— START OF Data for the task —
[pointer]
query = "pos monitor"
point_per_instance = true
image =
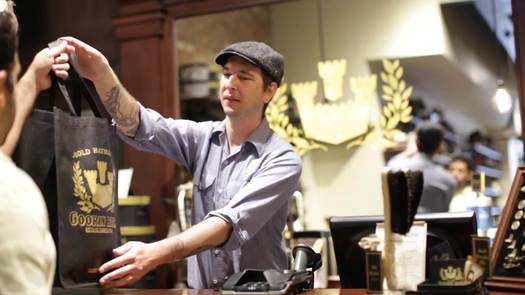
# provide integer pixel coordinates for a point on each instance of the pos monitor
(448, 236)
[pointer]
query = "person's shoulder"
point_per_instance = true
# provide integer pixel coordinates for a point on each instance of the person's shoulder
(15, 181)
(278, 147)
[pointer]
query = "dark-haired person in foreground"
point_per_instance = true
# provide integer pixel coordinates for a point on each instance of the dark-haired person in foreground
(27, 251)
(438, 183)
(243, 173)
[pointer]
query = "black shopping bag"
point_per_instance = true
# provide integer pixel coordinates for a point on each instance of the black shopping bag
(72, 159)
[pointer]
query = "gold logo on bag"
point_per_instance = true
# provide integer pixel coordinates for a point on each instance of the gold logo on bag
(94, 190)
(100, 184)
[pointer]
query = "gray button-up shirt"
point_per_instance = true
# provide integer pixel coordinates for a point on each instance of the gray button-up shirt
(248, 188)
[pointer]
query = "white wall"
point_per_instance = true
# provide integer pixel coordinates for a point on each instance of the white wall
(340, 181)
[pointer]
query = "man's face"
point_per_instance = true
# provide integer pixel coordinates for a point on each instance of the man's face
(460, 171)
(241, 89)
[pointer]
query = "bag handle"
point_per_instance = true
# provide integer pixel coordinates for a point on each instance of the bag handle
(76, 79)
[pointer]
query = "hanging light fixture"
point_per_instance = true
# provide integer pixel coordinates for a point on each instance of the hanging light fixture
(501, 97)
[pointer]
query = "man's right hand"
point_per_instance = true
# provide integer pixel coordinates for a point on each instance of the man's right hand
(93, 63)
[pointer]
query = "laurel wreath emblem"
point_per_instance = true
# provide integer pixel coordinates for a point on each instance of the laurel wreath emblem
(396, 109)
(396, 96)
(280, 123)
(79, 190)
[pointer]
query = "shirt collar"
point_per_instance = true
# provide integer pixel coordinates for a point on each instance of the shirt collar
(258, 137)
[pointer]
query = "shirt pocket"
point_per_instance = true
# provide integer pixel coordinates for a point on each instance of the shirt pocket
(205, 183)
(232, 188)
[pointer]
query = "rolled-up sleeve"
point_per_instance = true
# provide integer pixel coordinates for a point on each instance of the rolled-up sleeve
(174, 139)
(256, 202)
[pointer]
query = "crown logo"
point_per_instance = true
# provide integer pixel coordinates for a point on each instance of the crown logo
(450, 274)
(100, 183)
(339, 119)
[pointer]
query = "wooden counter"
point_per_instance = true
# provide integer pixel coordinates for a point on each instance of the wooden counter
(95, 291)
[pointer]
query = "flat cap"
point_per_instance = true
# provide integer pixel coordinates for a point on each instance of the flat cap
(263, 56)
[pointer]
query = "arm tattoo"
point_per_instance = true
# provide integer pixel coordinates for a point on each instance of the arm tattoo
(128, 122)
(178, 247)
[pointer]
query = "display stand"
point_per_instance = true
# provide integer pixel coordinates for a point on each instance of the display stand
(508, 253)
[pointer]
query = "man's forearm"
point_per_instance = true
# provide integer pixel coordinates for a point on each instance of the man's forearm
(25, 94)
(123, 108)
(207, 234)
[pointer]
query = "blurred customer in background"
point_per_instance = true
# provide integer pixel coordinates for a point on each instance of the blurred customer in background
(465, 198)
(438, 183)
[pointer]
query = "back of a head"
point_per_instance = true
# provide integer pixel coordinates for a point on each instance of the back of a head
(464, 159)
(429, 137)
(8, 39)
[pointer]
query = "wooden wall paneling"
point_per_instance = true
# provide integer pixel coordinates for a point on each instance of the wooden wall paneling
(518, 17)
(146, 73)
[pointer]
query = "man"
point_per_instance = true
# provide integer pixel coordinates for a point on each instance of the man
(438, 184)
(27, 252)
(464, 197)
(243, 173)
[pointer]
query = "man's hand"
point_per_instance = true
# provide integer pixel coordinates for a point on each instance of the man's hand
(46, 60)
(92, 62)
(133, 261)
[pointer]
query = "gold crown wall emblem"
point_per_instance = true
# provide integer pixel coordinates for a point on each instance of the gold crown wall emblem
(100, 183)
(341, 120)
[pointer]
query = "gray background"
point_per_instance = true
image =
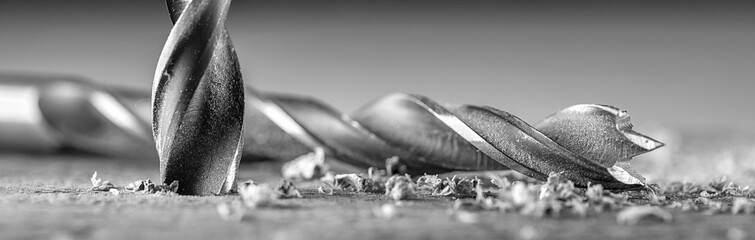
— END OF Data for the task —
## Task to complete
Count the lines in the rows above that contain the string "display", treating uppercase and lowercase letters as distinct. Give only the number.

## Exercise solution
2